Palestinian authorities step up COVID-19 measures as hospitals fill up

The total number of active cases of COVID-19 in the West Bank and Gaza stood at 64,000 on Wednesday.

 A Palestinian student receives a dose of the COVID-19 vaccine, in Dura, in the West Bank city of Hebron, January 24, 2022.  (photo credit: WISAM HASHLAMOUN/FLASH90)
A Palestinian student receives a dose of the COVID-19 vaccine, in Dura, in the West Bank city of Hebron, January 24, 2022.
(photo credit: WISAM HASHLAMOUN/FLASH90)

Palestinian authorities have ramped up COVID-19 testing and vaccinations in the occupied West Bank and Gaza Strip and warned that public indifference to their calls for masking and social distancing is hampering efforts to fight the pandemic.

The Palestinian Authority Health Ministry said the total number of active cases of COVID-19 in the two territories stood at 64,000 on Wednesday due to the highly infectious Omicron variant.

"Three weeks ago we were recording up to 300 infections daily, but in the last few days we crossed the 11,000 mark," said Mahdi Rashed, director of health services in Ramallah. "It's clear this is a result of the Omicron variant spreading."

Rashed cautioned that the real number of infections is likely higher, because many people are not getting tested, and he blamed the rise on peoples' "recklessness and indifference" by not adhering to health safety rules.

Palestinian Health Minister Mai al-Kaila warned that governmental hospitals in the West Bank were at full capacity on Saturday. In the past week alone, the number of people who were seriously ill more than doubled in Gaza and nearly doubled in the West Bank.

 Children aged 12-15 receive their first first dose of Covid-19 vaccine, at at their school in the West Bank city of Hebron, November 24, 2021. (credit: WISAM HASHLAMOUN/FLASH90) Children aged 12-15 receive their first first dose of Covid-19 vaccine, at at their school in the West Bank city of Hebron, November 24, 2021. (credit: WISAM HASHLAMOUN/FLASH90)
***
*WHAT YOU WILL DO*. Rewrite the part of the article on Palestinian COVID-19 measures starting with "Palestinian Health Minister" and going on through "the West Bank.", replacing "governmental hospitals" with "state hospitals".

*STUDY MATERIAL*.
***
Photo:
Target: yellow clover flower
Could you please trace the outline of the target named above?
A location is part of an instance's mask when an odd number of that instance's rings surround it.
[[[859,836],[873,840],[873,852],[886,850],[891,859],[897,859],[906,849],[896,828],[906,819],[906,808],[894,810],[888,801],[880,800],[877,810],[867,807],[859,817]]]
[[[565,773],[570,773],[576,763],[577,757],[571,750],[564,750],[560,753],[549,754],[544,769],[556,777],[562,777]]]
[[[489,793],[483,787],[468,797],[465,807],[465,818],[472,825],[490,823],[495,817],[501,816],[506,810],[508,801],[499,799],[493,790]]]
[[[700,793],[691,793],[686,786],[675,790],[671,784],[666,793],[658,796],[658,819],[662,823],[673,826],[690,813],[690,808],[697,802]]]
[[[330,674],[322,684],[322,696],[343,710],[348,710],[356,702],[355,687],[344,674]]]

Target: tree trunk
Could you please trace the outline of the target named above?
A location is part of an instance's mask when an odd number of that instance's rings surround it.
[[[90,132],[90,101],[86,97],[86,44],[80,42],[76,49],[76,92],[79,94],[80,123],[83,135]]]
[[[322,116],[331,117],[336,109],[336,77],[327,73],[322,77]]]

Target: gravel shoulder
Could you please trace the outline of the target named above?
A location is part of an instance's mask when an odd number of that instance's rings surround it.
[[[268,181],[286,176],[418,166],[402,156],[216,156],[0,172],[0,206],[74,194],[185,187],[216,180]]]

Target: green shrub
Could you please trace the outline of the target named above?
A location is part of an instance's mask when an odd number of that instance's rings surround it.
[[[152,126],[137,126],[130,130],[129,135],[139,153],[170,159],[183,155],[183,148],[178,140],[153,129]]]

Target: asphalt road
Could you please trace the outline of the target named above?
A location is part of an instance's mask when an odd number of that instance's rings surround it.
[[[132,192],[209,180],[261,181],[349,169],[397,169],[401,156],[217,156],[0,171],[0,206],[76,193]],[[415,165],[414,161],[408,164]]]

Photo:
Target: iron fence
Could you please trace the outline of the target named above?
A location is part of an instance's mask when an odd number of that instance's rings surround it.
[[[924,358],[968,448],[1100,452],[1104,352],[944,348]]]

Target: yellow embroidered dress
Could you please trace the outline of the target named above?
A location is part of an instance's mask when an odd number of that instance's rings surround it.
***
*SOLUTION*.
Palestinian Health Minister Mai al-Kaila warned that state hospitals in the West Bank were at full capacity on Saturday. In the past week alone, the number of people who were seriously ill more than doubled in Gaza and nearly doubled in the West Bank.